→ **TEKS BACAAN**
○ ○ ○ ○ ○

OAT primer adalah isoniazid, rifampin, ethambutol, pyrazinamide. Dengan keempat macam OAT primer itu kebanyakan penderita tuberkulosis dapat disembuhkan. Penyembuhan penyakit umumnya terjadi setelah pengobatan selama 6 bulan. Keempat macam OAT primer itu diberikan sekaligus setiap hari selama 2 bulan, kemudian dilanjutkan dengan dua macam obat (isoniazid dan rifampin) selama 4 bulan berikutnya.. Bila dengan OAT primer timbul resistensi, maka yang resisten itu digantikan dengan paling sedikit 2-3 macam OAT sekunder yang belum resisten, sehingga penderita menerima 5 atau 6 macam obat sekaligus. Strategi pengobatan yang dianjurkan oleh WHO adalah DOTs (directly observed treatment, short course) untuk penggunaan OAT primer dan DOTS-plus untuk penggunaan OAT sekunder.
 OAT sekunder adalah asam para-aminosalisilat, ethionamide,thioacetazone, fluorokinolon, aminoglikosida dan capreomycin, cycloserine, penghambat betalaktam,clarithromycin, linezolid, thioacetazone,dan lain-lain.


BAB II
PENYELESAIAN KASUS

  1. URAIAN KASUS
Seorang wanita berumur 20 tahun pernah mengalami pemeriksaan sputum dan hasilnya untuk TB paru. Namun, oleh dokter dia tetap diberikan Obat Anti Tuberculosis pada saat itu. Meskipun awalnya dia mengomsumsi OAT dia tidak berusaha melakukan follow up klinik sehingga kondisinya memburuk. Hasil pemeriksaan sputum, sekarang menunjukkan tanda positif TB paru. Wanita ini tetap melakukan aktivitasnya seperti biasa.
Pertanyaan:
1.      Bagaimana penatalaksanaan kasus tersebut?
2.      Apakah masih diperbolehkan wanita tersebut aktif bekerja, bagaimanakah akibat yang dapat ditimbulkan apabila dia berinteraksi dengan orang lain?

    II.       ANALISA KASUS:
Penyelesaian kasus  dengan menggunakan metode SOAP (Subjective,  Objective, Assesment, dan Plan) pada kasus ini adalah sebagai berikut :
*      Subyektif
Nama               : -
Umur               : 20 tahun
Jenis kelamin   : wanita
BB                   : 50 kg
Riwayat           : pasien mengalami negatif untuk tb paru, namun pasien tetep diberikan    
                          obat anti TB. Pasien tidak melakukan follow up klinik sehingga kondisi menburuk.
*      Obyektif
pemeriksaan sputum : Positif TB paru
*      Assesment
Berdasarkan riwayat pemeriksaan sputum pasien didiagnosa mengalami Positif TB paru (klasifikasi TB Paru Tersangka, masuk dalam Kategori 2).

○ ○ ○ ○ ○

→ **DATA HASIL EKSTRAKSI**
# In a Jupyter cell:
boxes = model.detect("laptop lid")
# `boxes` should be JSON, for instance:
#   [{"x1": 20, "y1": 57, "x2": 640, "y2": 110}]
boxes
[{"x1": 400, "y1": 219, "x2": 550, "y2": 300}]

○ ○ ○ ○ ○

→ **TUGAS**
Tolong sebutkan semua OAT primer yang tercantum dalam teks tentang pengobatan tuberkulosis.

→ **JAWABAN**
isoniazid, rifampin, ethambutol, pyrazinamide